● **TRECHO DO DOCUMENTO**
----

Não é assim que as coisas funcionam. A preocupação com o financiamento
dos programas sociais está correta. Mas a melhor forma de fazer isso,
hoje, é acelerar a exploração dos campos já existentes e não imaginar
que os recursos poderão sair de áreas que não foram sequer definidas nem
leiloadas.
Qual a situação da Petrobras?
A empresa está com a capacidade de novos investimentos prejudicada e deve permanecer assim por um período. Isso
se deve a política deliberada de subsídio dos preços dos combustíveis,
que ficaram congelados durante três anos por decisão de governo, para
evitar altas da inflação. A Petrobras acabou internalizando o
prejuízo. Outro fator foi a explosão do cambio, que obviamente afetou
uma dívida inteiramente dolarizada, da ordem de 500 bilhões de reais.
Olhando para o futuro próximo, não se pode imaginar mudanças dramáticas
no cambio, nem para cima, nem para baixo. Deve permanecer como se
encontra agora.
Qual a perspectiva então?
A curto prazo, a prioridade deve ser acertar a situação financeira. A
dívida sem dúvida é grande mas está equacionada. Haverá um grande
pagamento para 2017, estimado em 81 bilhões de reais. É muito dinheiro,
mas suportável. Também cabe considerar que 47% das dívidas vencem depois
de 2020. É sempre muito dinheiro, mas não se pode deixar de considerar o
tamanho da Petrobras.

----

Entradas salvas
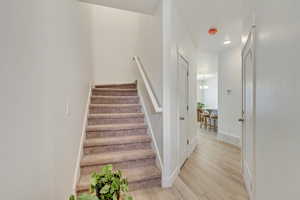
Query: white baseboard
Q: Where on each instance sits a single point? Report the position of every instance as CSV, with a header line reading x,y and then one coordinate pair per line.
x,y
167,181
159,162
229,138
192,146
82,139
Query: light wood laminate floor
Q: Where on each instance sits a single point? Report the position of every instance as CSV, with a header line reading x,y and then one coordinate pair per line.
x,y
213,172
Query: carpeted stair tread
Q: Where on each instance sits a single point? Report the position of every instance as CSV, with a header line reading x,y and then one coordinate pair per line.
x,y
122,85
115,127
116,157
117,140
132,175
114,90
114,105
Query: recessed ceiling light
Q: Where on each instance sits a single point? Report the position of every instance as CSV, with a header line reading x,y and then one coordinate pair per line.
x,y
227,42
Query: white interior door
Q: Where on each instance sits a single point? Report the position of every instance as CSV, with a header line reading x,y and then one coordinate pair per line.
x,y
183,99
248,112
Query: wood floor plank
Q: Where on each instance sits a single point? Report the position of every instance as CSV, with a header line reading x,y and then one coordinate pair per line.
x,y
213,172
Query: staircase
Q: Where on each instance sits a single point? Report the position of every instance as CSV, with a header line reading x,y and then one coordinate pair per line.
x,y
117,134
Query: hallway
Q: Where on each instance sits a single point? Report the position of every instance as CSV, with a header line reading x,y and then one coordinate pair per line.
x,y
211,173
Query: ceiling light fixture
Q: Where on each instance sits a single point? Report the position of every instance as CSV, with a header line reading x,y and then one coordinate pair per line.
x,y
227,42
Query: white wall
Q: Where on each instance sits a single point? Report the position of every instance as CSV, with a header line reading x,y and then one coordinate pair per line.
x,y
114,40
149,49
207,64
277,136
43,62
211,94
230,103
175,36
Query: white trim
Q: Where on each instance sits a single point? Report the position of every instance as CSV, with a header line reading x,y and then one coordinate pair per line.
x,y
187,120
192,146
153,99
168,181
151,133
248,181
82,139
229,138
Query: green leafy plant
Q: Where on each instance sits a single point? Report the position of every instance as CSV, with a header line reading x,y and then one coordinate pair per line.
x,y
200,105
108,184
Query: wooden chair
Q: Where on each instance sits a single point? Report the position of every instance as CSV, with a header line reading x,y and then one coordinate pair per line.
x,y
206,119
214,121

----

● **TAREFA 1**
Liste, na ordem em que aparecem, todos os números escritos com algarismos no trecho sobre a Petrobras.
● **TAREFA 2**
Responda com base no trecho sobre a Petrobras:
(a) Por quanto tempo os preços dos combustíveis ficaram congelados?
(b) O que se espera do câmbio no futuro próximo?
(c) Qual deve ser a prioridade a curto prazo?
As linhas não são usadas aqui.

● **RESPOSTA ESPERADA 1**
500
2017
81
47%
2020

● **RESPOSTA ESPERADA 2**
(a) Durante três anos.
(b) Não se esperam mudanças dramáticas, nem para cima nem para baixo. Ele deve permanecer como se encontra agora.
(c) Acertar a situação financeira.